Given instruction | Format the rows below as a numbered list, leaving out any blank lines.

[Begin Extracted data]

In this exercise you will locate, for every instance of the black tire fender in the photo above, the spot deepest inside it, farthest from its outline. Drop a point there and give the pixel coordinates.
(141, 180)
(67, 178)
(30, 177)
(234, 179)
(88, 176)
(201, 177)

[End Extracted data]

Reply |
1. In this exercise you will locate, for every instance of the black tire fender in the photo above, the spot deepest inside it, farthest from its outline. Drop a point there and give the pixel coordinates.
2. (141, 180)
3. (67, 178)
4. (30, 177)
5. (234, 179)
6. (88, 176)
7. (201, 177)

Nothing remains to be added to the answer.